— What the exercise asks —
Exactly as written, retype the listing below, omitting the pictures.

####

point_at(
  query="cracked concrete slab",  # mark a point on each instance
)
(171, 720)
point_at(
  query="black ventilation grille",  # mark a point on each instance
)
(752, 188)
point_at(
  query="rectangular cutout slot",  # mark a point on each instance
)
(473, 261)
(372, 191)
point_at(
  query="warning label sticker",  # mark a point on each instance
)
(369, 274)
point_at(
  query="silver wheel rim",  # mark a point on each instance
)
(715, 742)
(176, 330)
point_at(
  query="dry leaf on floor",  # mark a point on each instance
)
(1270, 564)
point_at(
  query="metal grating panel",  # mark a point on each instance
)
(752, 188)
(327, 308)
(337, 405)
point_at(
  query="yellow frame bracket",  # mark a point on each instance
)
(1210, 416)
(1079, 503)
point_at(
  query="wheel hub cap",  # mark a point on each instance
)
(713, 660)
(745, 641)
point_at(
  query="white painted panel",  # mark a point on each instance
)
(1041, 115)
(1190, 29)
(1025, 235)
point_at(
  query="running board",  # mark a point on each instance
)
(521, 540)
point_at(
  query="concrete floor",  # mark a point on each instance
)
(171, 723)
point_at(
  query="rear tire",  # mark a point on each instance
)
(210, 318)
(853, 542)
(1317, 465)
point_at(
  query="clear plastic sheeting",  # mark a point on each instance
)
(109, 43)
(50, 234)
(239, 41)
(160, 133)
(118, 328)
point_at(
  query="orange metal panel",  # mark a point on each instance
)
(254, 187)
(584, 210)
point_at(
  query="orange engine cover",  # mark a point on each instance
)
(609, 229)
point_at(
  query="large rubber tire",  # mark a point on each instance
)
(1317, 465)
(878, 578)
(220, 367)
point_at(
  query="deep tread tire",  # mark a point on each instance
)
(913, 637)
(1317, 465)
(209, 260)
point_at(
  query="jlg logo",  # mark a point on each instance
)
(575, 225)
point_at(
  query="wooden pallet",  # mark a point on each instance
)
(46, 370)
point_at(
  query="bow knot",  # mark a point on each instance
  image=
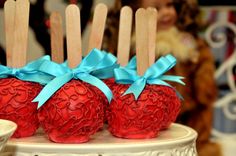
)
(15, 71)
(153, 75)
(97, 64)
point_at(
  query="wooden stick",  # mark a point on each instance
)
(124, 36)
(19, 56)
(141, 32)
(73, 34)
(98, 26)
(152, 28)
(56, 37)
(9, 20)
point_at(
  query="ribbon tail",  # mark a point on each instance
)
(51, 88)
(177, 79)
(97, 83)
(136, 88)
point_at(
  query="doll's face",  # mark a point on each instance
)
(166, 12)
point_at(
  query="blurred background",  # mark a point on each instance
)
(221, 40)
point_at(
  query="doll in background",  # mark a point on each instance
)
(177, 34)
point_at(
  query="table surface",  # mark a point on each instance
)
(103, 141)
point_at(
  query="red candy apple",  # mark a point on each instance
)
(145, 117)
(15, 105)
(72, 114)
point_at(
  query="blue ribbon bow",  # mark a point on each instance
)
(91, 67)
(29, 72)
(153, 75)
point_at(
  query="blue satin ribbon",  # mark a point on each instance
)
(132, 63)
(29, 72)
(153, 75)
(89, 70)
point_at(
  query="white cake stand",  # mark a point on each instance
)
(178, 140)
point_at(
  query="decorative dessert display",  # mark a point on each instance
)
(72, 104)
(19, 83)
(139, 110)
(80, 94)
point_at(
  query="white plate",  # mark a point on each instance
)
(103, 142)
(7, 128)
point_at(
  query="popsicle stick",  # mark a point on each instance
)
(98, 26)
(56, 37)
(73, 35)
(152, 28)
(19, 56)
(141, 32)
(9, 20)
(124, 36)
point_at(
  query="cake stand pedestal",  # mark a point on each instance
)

####

— Completed exercise —
point_at(
  query="cracked concrete slab",  # mark a point on each instance
)
(171, 720)
point_at(
  query="black ventilation grille",  # mark a point on each instance
)
(752, 188)
point_at(
  query="rectangular cutout slot",  # mark a point on each instance
)
(473, 261)
(372, 191)
point_at(
  query="warning label sticker",  # mark a point on each instance
)
(369, 274)
point_at(
  query="silver wheel rim",  # mark a point on each instance
)
(715, 742)
(176, 330)
point_at(
  query="dry leaf on floor",  # mark a point on each instance
)
(1270, 564)
point_at(
  query="metal grating panel",  # mark a point on each instance
)
(752, 188)
(327, 308)
(337, 405)
point_at(
  query="yellow frame bracket",  # mark a point on each instance
)
(1210, 416)
(1079, 503)
point_at(
  query="wheel hub cap",  # mark a point on each instance
)
(713, 660)
(745, 641)
point_at(
  query="white painted panel",  # mark a point on each instance
)
(1041, 115)
(1190, 29)
(1025, 235)
point_at(
  query="running board",  # mark a point on each instance
)
(521, 540)
point_at(
  query="concrete floor",  # mark a point on each instance
)
(171, 723)
point_at(
  query="rear tire",  # mark a point on each instance
)
(210, 318)
(853, 542)
(1317, 465)
point_at(
  query="clear plastic sheeting",  # mark a point on each instance
)
(109, 43)
(50, 234)
(239, 41)
(160, 133)
(118, 328)
point_at(
  query="orange metal panel",  # mark a point on each instance
)
(254, 187)
(584, 210)
point_at(
  query="orange engine cover",  # mark a point on each instance
)
(609, 229)
point_at(
  query="large rubber tire",  # mark a point on each instance
)
(1317, 465)
(878, 578)
(220, 367)
point_at(
  query="deep tread tire",  # mark a point on each instance
)
(913, 637)
(1317, 465)
(209, 260)
point_at(
  query="jlg logo",  # mark a point on each instance
)
(575, 225)
point_at(
  query="wooden pallet",  # mark a point on each instance
)
(46, 370)
point_at(
  query="bow knot",  # mark a point on each instance
  image=
)
(15, 71)
(153, 75)
(97, 64)
point_at(
  query="wooden stick",  # mark a point on each instance
)
(124, 36)
(19, 56)
(141, 32)
(73, 34)
(98, 26)
(152, 28)
(56, 37)
(9, 20)
point_at(
  query="ribbon tail",  # mark a point on each instance
)
(51, 88)
(177, 79)
(97, 83)
(136, 88)
point_at(
  query="doll's face",  # mark a point on each instance
)
(166, 12)
point_at(
  query="blurred background",  # mark a point on each instance
)
(221, 40)
point_at(
  query="doll in background",  # mark a point on each instance
)
(177, 34)
point_at(
  query="table surface",  # mark a point on each instance
)
(103, 141)
point_at(
  query="red candy apple",  # mark a point on each instance
)
(145, 117)
(15, 105)
(72, 114)
point_at(
  query="blue ribbon bow",  # mark a point on each instance
)
(91, 67)
(29, 72)
(153, 75)
point_at(
  query="blue satin ribbon",  # mark a point on each instance
)
(132, 63)
(29, 72)
(153, 75)
(89, 70)
point_at(
  query="white cake stand",  # mark a point on each instance
)
(178, 140)
point_at(
  query="decorative dessert display",  # mark a point on each instance
)
(72, 104)
(19, 83)
(139, 110)
(80, 94)
point_at(
  query="white plate",  # mark a point on each instance
)
(103, 142)
(7, 128)
point_at(
  query="popsicle stick",  # mark a point on each instance
)
(98, 26)
(56, 37)
(73, 35)
(152, 28)
(19, 56)
(141, 32)
(9, 20)
(124, 36)
point_at(
  query="cake stand pedestal",  # mark a point on each instance
)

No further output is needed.